Image-grounded pointing data:
*** Block opens ***

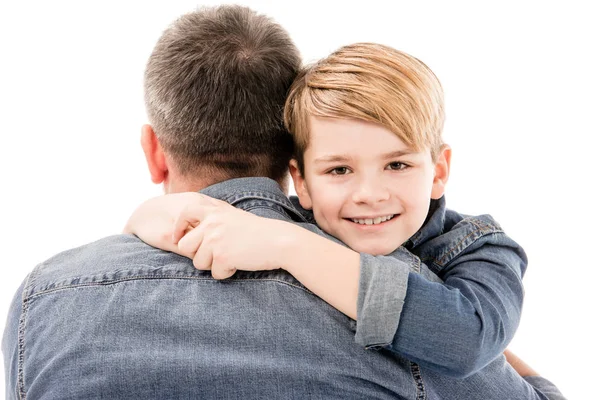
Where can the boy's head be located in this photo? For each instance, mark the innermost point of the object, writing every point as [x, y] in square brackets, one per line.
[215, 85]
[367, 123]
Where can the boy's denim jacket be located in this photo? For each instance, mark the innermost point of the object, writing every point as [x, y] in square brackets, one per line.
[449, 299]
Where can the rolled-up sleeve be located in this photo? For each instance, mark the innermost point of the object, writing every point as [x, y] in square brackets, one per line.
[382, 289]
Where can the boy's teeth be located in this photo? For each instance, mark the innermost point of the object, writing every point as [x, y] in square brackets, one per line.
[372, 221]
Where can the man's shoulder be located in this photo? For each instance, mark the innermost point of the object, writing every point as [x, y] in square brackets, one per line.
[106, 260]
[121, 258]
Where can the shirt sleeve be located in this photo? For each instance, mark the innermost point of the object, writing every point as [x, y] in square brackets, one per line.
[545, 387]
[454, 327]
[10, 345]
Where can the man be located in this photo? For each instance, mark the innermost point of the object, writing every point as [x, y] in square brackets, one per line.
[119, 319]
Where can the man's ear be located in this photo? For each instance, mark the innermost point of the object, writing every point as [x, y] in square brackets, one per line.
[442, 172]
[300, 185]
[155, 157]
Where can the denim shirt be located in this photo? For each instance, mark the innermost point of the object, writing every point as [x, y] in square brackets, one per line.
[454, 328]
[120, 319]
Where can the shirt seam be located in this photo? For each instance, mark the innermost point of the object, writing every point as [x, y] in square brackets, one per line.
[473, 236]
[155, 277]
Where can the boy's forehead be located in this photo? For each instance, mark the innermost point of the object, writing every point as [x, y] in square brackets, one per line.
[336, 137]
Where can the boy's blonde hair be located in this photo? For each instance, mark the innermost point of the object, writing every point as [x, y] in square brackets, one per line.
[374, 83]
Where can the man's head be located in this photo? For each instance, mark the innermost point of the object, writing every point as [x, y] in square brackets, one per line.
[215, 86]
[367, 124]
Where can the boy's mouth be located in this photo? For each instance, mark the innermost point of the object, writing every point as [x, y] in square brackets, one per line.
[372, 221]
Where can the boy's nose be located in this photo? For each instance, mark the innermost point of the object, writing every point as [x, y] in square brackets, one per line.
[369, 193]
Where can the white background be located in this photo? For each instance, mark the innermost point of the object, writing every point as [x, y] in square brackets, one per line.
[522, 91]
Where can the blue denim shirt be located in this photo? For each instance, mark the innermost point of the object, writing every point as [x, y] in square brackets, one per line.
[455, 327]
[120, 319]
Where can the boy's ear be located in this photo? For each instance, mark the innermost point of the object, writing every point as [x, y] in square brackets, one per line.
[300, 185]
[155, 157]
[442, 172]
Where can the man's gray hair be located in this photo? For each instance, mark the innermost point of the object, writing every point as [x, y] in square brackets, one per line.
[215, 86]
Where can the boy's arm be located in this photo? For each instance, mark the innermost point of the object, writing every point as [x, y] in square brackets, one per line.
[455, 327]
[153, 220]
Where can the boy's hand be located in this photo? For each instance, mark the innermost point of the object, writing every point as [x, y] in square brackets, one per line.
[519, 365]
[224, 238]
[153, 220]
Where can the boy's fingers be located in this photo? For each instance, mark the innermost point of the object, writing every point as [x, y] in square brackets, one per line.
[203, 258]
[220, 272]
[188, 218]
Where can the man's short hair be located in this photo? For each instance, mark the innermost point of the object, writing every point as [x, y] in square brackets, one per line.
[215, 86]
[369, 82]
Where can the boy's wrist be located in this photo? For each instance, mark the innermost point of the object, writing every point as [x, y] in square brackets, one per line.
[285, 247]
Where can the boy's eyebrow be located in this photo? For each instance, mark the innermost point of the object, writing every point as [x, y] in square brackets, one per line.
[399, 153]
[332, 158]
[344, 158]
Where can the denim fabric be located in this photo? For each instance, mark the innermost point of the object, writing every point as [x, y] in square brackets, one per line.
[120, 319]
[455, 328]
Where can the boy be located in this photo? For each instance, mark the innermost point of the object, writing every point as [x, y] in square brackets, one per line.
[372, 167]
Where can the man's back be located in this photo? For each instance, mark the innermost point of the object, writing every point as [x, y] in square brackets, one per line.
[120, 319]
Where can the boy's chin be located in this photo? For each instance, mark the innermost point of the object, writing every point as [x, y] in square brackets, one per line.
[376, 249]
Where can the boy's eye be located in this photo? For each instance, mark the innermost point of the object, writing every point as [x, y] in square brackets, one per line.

*** Block closes ***

| What is required |
What is needed is an exact copy of the entries above, with no images in it.

| Response to the task |
Where can the boy's head be located in this photo? For each instance, mark the innermost point of the object, writing every point as [x, y] in square brackets, one per line.
[215, 85]
[367, 123]
Where can the boy's denim jacket be located in this photo? For each instance, mark the innermost point of the object, writing every point as [x, y] in square brackets, one per line.
[449, 299]
Where can the rolled-up sleeve be located in this photo? For each instance, mark the innermost point of the object, writing every point as [x, y] in square brackets, one per line.
[382, 289]
Where can the boy's teeth be located in this photo? For each instance, mark the innermost point of the object, writing every point as [x, y] in square brackets, one per line.
[372, 221]
Where can the man's shoulder be located in this photo? For each instance, mark the innermost point of the object, writing every point as [x, y] in square brackets, one per line.
[106, 260]
[121, 258]
Where can the shirt sleeve be located in this photo? For each instance, mark the innermost point of the object, writing every point as [x, y] in square brackets, one per line.
[545, 387]
[454, 327]
[10, 345]
Where can the man be located in this photo? For each instance, mark the innermost point of the object, writing every point as [x, y] in square brackets, one per line.
[119, 319]
Where can the man's ear be located in this photo? For each instance, mark the innermost point of the object, writing every point as [x, y] in square brackets, one per line.
[442, 172]
[300, 185]
[155, 157]
Where can the denim shirt be located in this photo? For each instance, mark the innermost point of the object, writing every point as [x, y] in square brackets, one per line.
[454, 328]
[120, 319]
Where can the shirt seam be located in this photo? For each instance, mark the innermost point of the object, writing every point as [x, y] in square brackets, one per line.
[473, 236]
[155, 277]
Where can the boy's forehead be located in this photo? For each instance, mark the innermost point of the object, writing every point as [x, y] in square brackets, one per line.
[336, 137]
Where can the boy's blonde hair be located in this photo? For each instance, mark the innermost point of the object, writing every point as [x, y] in square brackets, one per line.
[374, 83]
Where can the man's head be located in this photo? For each instance, mark the innermost point of the object, writing every point as [x, y] in square brackets, one per line.
[215, 86]
[367, 124]
Where can the boy's mouth be located in this photo? For each instance, mark the innermost point of the object, writing every point as [x, y] in square brackets, one per line.
[372, 221]
Where can the boy's nose be located in this photo? For each instance, mark the innermost point of the object, writing every point as [x, y] in square brackets, one per line.
[369, 193]
Where can the white background be located in this photo? For each instance, mark the innermost point of the object, writing every point as [x, y] in square brackets, one per line.
[522, 91]
Where can the blue denim shirt be located in this photo? For each instance, mark the innermost point of the object, writing every point as [x, y] in square brackets, one per line.
[455, 327]
[120, 319]
Where can the boy's ear be located in this photo? For each instance, mark the innermost point of the object, writing every point as [x, y] in square brackets, one per line.
[300, 185]
[155, 157]
[442, 172]
Where can the man's gray hair be located in this photo? For each instance, mark the innermost point of the object, writing every point as [x, y] in square brackets, one per line.
[215, 86]
Where can the boy's arm be located in this photo? For each instance, mark the innermost point of the object, writing every point as [x, y] in square brackets, one per line.
[455, 327]
[153, 220]
Where can the boy's hand be located in this photo? For each instance, mark the innermost point of the object, writing every point as [x, y] in square brackets, one per line.
[519, 365]
[224, 238]
[153, 220]
Where can the boy's fingers be located in this photo? For each instance, mark the innermost point of the object, writing every point as [x, y] in square brackets, one per line.
[203, 258]
[220, 272]
[188, 218]
Where can the man's short hair be located in this photo? For each instance, mark the innermost point of the object, writing every point as [x, y] in square brackets, one per line.
[215, 86]
[369, 82]
Where can the boy's wrist be located in this photo? For each instance, mark the innermost point of the object, writing every point as [x, y] in square brackets, one per line.
[285, 247]
Where can the boy's eyebrow be located in this photo? For each instance, mark the innermost point of the object, writing every point as [x, y] in square brackets, one per line.
[399, 153]
[332, 158]
[344, 158]
Where can the denim fabric be located in this photo? For each instance, mark the innermost point of the object, writing every point as [x, y] in square brackets, one per line.
[120, 319]
[455, 328]
Where can the boy be located in this photo? For each instance, mark the innermost point of the object, writing every point as [x, y] in square brackets, one per line.
[372, 167]
Where can the man's back be located in this photo? For each instance, mark the innermost point of the object, writing every point as [x, y] in square brackets, one per line.
[120, 319]
Where can the boy's chin be located in this photo? For each instance, mark the innermost point of the object, writing every point as [x, y] in square brackets, one per line.
[376, 249]
Where can the boy's eye be located in this photo? For each instance, mark the innermost point of the object, writing every point as [x, y] in square brackets, one per line.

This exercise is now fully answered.